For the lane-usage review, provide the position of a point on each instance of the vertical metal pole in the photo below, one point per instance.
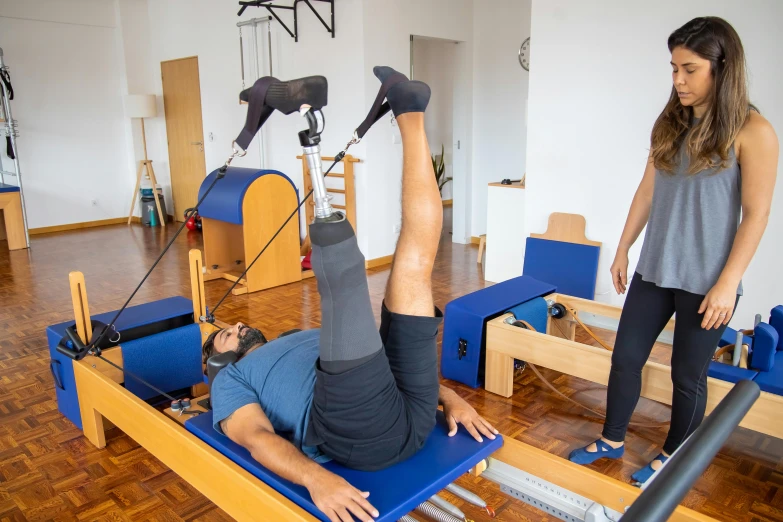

##############################

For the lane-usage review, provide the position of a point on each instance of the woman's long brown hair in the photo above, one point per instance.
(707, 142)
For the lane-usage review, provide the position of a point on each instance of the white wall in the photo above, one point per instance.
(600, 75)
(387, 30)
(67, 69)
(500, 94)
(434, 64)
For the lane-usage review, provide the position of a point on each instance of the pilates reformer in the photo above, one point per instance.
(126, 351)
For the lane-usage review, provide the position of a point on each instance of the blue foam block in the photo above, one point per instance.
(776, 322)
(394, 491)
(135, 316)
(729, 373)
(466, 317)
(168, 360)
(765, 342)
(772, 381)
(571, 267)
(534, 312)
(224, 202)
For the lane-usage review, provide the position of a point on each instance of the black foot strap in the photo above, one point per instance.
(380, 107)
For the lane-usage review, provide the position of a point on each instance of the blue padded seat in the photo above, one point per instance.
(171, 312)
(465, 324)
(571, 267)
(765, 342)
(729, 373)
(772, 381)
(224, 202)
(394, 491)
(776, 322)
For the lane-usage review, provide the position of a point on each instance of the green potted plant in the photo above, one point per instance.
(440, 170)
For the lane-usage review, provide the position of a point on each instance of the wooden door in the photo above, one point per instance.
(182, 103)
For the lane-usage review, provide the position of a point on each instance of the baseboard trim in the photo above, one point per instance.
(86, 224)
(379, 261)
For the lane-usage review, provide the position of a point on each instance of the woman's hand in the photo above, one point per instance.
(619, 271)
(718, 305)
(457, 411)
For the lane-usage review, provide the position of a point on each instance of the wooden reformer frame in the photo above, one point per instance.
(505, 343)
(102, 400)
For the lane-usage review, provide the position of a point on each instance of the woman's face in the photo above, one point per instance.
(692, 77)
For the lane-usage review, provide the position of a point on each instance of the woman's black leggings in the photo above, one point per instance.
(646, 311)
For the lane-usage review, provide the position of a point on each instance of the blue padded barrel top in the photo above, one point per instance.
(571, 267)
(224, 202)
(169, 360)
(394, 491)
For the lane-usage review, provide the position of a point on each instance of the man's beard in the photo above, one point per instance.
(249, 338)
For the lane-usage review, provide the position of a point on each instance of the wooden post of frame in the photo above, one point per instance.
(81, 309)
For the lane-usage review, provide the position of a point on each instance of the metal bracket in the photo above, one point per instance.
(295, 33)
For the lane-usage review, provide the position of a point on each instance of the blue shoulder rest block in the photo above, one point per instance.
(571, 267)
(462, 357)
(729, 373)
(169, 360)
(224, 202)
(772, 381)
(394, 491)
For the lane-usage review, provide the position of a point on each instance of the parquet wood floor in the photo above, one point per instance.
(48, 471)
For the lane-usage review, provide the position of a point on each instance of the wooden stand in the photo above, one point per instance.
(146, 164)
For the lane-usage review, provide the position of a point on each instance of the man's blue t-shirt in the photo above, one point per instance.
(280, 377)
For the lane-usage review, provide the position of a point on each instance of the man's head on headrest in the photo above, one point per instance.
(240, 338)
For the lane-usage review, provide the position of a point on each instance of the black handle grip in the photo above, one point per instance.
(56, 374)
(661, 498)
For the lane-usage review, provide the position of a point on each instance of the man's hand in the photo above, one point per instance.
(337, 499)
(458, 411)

##############################

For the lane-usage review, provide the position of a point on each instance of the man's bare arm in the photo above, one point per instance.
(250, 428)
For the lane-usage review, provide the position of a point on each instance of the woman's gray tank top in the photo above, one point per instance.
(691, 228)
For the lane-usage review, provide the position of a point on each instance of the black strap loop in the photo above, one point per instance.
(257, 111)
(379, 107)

##############################

Count the lines above that contain the word "frame", matching case exactly. Reply with the number alone.

2